▶ **GIVEN REQUEST**: Each entry below is to be given again word for word, with no pictures.

====================

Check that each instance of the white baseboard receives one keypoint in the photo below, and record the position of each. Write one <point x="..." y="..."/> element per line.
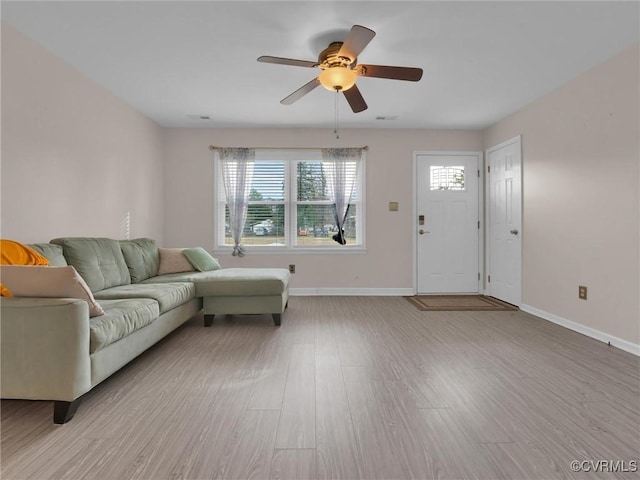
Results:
<point x="588" y="331"/>
<point x="352" y="292"/>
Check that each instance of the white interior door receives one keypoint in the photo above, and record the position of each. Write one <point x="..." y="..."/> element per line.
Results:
<point x="504" y="222"/>
<point x="447" y="229"/>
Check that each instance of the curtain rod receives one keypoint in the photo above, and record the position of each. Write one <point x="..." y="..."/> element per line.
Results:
<point x="213" y="147"/>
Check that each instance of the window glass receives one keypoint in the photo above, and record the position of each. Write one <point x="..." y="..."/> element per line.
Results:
<point x="447" y="178"/>
<point x="290" y="204"/>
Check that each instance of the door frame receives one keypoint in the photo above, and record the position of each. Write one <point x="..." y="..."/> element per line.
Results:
<point x="516" y="139"/>
<point x="414" y="211"/>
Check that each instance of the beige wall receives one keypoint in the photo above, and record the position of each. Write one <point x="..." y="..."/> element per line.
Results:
<point x="388" y="261"/>
<point x="75" y="159"/>
<point x="581" y="159"/>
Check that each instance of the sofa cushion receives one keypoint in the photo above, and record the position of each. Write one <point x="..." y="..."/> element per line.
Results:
<point x="98" y="260"/>
<point x="172" y="260"/>
<point x="52" y="252"/>
<point x="141" y="256"/>
<point x="201" y="259"/>
<point x="48" y="282"/>
<point x="122" y="317"/>
<point x="168" y="295"/>
<point x="233" y="282"/>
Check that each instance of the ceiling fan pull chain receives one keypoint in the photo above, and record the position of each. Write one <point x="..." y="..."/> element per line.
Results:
<point x="336" y="118"/>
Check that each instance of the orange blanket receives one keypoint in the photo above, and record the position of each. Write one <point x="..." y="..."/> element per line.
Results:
<point x="14" y="253"/>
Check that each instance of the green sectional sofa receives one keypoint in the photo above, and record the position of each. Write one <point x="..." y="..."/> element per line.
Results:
<point x="53" y="350"/>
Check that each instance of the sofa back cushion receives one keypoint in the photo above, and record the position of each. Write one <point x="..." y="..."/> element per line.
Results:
<point x="52" y="252"/>
<point x="141" y="256"/>
<point x="98" y="260"/>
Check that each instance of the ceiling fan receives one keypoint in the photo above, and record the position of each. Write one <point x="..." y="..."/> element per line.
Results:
<point x="340" y="69"/>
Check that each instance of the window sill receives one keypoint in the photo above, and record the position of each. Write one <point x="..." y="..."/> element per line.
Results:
<point x="355" y="250"/>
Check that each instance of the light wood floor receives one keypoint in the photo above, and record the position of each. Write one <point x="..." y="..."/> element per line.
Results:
<point x="350" y="388"/>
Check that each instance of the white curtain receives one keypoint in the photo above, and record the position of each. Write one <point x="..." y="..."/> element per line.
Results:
<point x="237" y="175"/>
<point x="341" y="170"/>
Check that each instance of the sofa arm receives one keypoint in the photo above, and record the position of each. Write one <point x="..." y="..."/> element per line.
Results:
<point x="44" y="348"/>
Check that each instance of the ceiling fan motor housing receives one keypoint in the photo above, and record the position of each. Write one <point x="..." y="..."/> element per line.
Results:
<point x="329" y="57"/>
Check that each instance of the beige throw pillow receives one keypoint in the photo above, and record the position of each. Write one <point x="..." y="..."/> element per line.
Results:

====================

▶ **FULL SOLUTION**:
Check that each instance of the white baseboard receives one keypoint in the photo below, and record the position of each. Write one <point x="..." y="..."/> element per line.
Results:
<point x="588" y="331"/>
<point x="352" y="292"/>
Check that each instance of the white interior door receives one keypoint in the photo above, and record the position of each. Write one <point x="..." y="..."/> element per line.
Results:
<point x="504" y="222"/>
<point x="447" y="229"/>
Check that each instance of the curtain rod receives one keypoint in the photo above, and record the position of each. Write one <point x="..." y="..."/> element per line.
Results:
<point x="213" y="147"/>
Check that each instance of the window glass receives one keypoint in the photo above, and record the position of each. Write one <point x="..." y="..."/> element per line.
Results:
<point x="447" y="178"/>
<point x="290" y="204"/>
Check that each instance of the door frame receives one keypoint in the photo above, and record the position of each. Write one <point x="..." y="..."/> element per line.
Results:
<point x="516" y="139"/>
<point x="414" y="211"/>
Check that each instance of the beige wall receives one keypoint in the photo above, and record the position of each. Write one <point x="..." y="..."/> element per line.
Results:
<point x="388" y="261"/>
<point x="75" y="159"/>
<point x="581" y="159"/>
Check that each instance of the sofa cushion receives one keypoint in the photo above, and record the position of each. Write one <point x="..." y="..."/> element per line.
Results:
<point x="98" y="260"/>
<point x="172" y="260"/>
<point x="52" y="252"/>
<point x="141" y="256"/>
<point x="201" y="259"/>
<point x="48" y="282"/>
<point x="122" y="317"/>
<point x="168" y="295"/>
<point x="233" y="282"/>
Check that each instance of the ceiling fan pull chain receives one keypoint in the photo above, and record the position of each. Write one <point x="..." y="..."/> element per line.
Results:
<point x="336" y="118"/>
Check that each instance of the orange blanket receives one keypoint in the photo above, and record the position of each. Write one <point x="..." y="..."/> element per line.
Results:
<point x="14" y="253"/>
Check that each instance of the green sectional sofa receives one keypoint in the photo above, and record the position of each. Write one <point x="..." y="..."/> element per line.
Results:
<point x="53" y="350"/>
Check that each instance of the sofa back cushion receives one keypoint in the photo above, and record the position of each. Write one <point x="..." y="..."/> element per line.
Results:
<point x="52" y="252"/>
<point x="141" y="256"/>
<point x="98" y="260"/>
Check that each instance of the ceiling fan receives one keypoint in the photo above, and record the position of each. Write one <point x="..." y="..."/> element per line.
Results:
<point x="340" y="69"/>
Check that each instance of the window sill receives one keypoint in the photo above, and record the position of each. Write one <point x="..." y="..."/> element per line.
Results:
<point x="355" y="250"/>
Check that each instance of the light wood floor receives one keypoint in the photo above, and record the position of each. Write one <point x="..." y="..."/> element per line.
Results:
<point x="350" y="388"/>
Check that each instance of the white curtain receives one keypoint in the photo above, and record the position of each. Write one <point x="..." y="..."/> element per line.
Results:
<point x="237" y="175"/>
<point x="341" y="170"/>
Check that each instance of the sofa arm receives one keypoint in the photo above, and record the position of each. Write one <point x="..." y="..."/> element per line.
Results:
<point x="44" y="348"/>
Check that each instance of the ceiling fan motor housing receives one keypoint in the photo above, and record the position of each. Write one <point x="..." y="..."/> element per line.
Results:
<point x="329" y="57"/>
Check that each instance of the beige throw pillow receives one keypoint in the photo above, and record the position of each. Write one <point x="..." y="..."/> element per line.
Results:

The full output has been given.